- _Work required_:
Gather each line of the listing below that contains the string "instance", treating uppercase and lowercase letters as different.
* Begin Records for this exercise *
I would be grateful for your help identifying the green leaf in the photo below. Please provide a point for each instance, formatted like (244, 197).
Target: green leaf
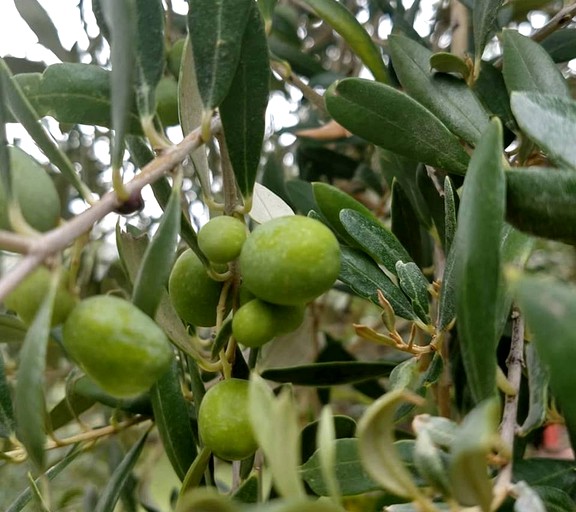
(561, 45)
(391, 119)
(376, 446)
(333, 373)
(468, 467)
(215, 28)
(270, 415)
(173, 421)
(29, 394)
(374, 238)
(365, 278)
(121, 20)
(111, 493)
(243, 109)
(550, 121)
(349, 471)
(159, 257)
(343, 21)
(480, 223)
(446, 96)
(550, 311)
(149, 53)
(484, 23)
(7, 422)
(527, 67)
* End Records for this exercise *
* Begin Records for this exercise *
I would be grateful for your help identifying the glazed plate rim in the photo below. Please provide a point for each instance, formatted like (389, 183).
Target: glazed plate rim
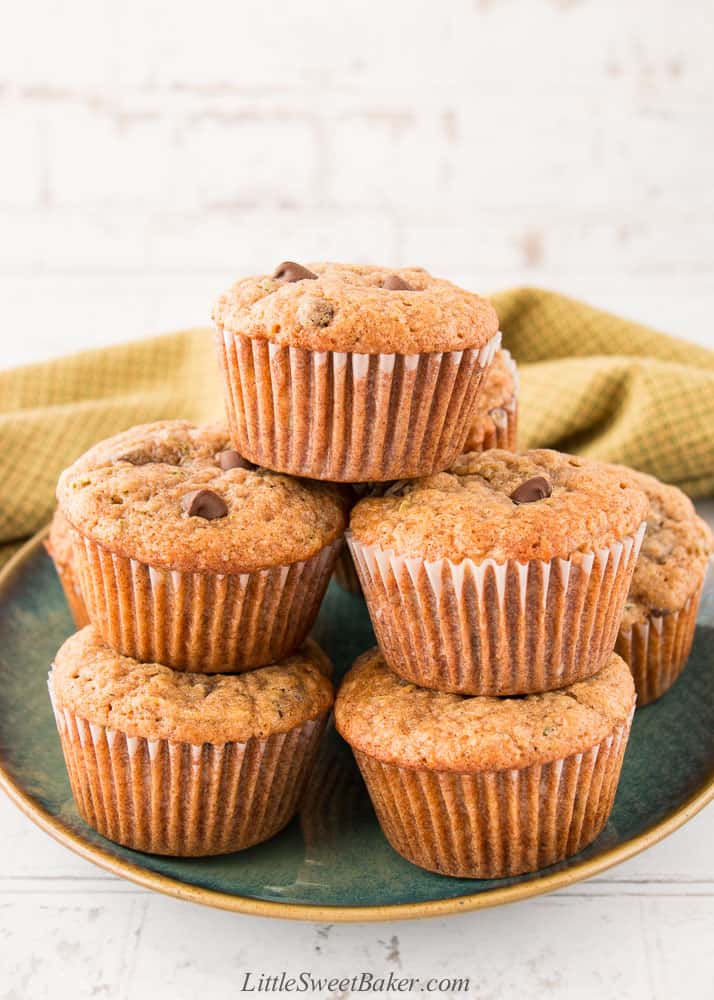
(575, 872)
* End Records for this exercise *
- _Final result_:
I would be grateful for your help identifying the green leaf in the photo below. Please provide a point for each instance, formatted like (244, 197).
I would be grateful for your help identifying the glazed plate rim in the photo below. Please provide a point for each instance, formatted like (389, 183).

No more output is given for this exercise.